Find "Task: set a dot on every instance of the satellite" in the records that follow; print that line and each subsequent line through the last one, verbatim and with nothing added.

PROVIDED DATA —
Start
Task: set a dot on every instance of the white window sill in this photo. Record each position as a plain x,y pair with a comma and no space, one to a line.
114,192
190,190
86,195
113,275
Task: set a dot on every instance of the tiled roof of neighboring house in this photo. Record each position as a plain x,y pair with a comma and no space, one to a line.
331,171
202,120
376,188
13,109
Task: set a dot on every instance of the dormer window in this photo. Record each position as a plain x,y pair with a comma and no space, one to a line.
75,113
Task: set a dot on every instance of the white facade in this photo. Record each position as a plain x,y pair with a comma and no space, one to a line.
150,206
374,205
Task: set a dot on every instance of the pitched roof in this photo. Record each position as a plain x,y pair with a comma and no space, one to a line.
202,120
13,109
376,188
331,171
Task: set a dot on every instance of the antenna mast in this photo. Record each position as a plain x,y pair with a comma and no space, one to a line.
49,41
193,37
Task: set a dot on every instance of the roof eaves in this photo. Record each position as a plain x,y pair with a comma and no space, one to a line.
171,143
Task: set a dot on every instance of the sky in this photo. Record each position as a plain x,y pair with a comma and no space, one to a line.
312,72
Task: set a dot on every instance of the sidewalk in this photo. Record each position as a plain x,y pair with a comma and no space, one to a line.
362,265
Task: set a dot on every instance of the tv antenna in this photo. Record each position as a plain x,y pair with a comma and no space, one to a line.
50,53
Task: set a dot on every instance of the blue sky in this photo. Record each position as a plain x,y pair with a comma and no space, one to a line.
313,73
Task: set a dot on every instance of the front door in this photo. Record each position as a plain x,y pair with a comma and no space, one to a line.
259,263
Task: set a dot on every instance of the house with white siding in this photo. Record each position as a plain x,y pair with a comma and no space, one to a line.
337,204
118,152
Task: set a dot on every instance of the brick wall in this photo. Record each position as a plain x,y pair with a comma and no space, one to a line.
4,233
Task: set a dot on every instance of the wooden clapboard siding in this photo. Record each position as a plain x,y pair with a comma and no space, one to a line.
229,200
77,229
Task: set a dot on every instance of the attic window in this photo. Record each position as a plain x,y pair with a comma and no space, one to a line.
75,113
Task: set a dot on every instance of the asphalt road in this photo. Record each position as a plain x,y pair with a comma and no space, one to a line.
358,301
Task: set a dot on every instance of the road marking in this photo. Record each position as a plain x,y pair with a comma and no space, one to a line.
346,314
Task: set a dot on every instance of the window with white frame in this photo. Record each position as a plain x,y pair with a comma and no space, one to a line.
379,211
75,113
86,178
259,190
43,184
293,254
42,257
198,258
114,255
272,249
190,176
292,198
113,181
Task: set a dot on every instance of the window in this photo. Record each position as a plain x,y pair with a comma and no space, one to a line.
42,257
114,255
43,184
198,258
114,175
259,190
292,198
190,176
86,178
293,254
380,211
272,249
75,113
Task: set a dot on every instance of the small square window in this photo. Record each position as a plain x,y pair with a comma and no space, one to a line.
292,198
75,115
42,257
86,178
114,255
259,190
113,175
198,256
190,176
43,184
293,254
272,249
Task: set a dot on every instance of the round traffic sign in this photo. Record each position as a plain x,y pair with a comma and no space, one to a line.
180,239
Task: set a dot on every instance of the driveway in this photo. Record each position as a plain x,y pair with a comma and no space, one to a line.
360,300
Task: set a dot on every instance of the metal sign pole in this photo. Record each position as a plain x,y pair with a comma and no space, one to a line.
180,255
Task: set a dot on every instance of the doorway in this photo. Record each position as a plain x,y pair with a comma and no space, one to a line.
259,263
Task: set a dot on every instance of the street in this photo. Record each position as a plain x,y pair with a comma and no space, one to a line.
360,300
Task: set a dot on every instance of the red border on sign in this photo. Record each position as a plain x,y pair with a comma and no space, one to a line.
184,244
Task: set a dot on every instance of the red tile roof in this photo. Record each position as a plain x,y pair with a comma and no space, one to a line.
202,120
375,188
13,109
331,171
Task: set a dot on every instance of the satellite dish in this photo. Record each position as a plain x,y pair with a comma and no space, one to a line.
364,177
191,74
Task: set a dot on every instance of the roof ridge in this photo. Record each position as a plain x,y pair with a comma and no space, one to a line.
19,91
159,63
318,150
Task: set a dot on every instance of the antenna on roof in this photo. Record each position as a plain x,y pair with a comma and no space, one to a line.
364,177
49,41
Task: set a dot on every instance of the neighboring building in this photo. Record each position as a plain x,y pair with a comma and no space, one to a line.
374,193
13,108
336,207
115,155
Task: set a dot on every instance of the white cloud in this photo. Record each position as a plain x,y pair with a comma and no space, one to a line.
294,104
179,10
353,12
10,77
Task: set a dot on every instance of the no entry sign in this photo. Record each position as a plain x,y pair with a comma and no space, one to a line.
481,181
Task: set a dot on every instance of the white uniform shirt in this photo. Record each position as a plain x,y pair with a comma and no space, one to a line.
End
CORRECT RESPONSE —
Task: set a dot on every instance of the satellite dish in this photo. Record each position as a plain x,y pair with a comma and no space, one to a line.
364,177
191,74
Task: set a dot on every instance of the roof ridge in this photo. Record each position as a plain x,y pair with a comma and no space, one to a line.
19,91
159,63
318,150
Task: set a dot on every instance of the antenna on roof in this photo. Record each position as a plain x,y pair with a comma and no space, one to a line.
364,177
49,41
Task: set a dot on every instance of the neighboring building in this photo. Record each position as a plain x,y pair with a comma and no space, one to a line.
374,193
13,108
336,207
115,155
Task: set a dot on every instance of the white cloud in this photo. Record each position as a plain x,y pair with a comma and no space, one to a line.
294,104
179,10
353,12
10,77
Task: set a dot on every instance of the no entry sign in this photo. Record each position as a plain x,y pair with a comma and no space, one to a line.
481,181
Task: set a dot on every instance of the white uniform shirt in this photo. Record each position as a plain x,y pair with a comma and no space, one to a line.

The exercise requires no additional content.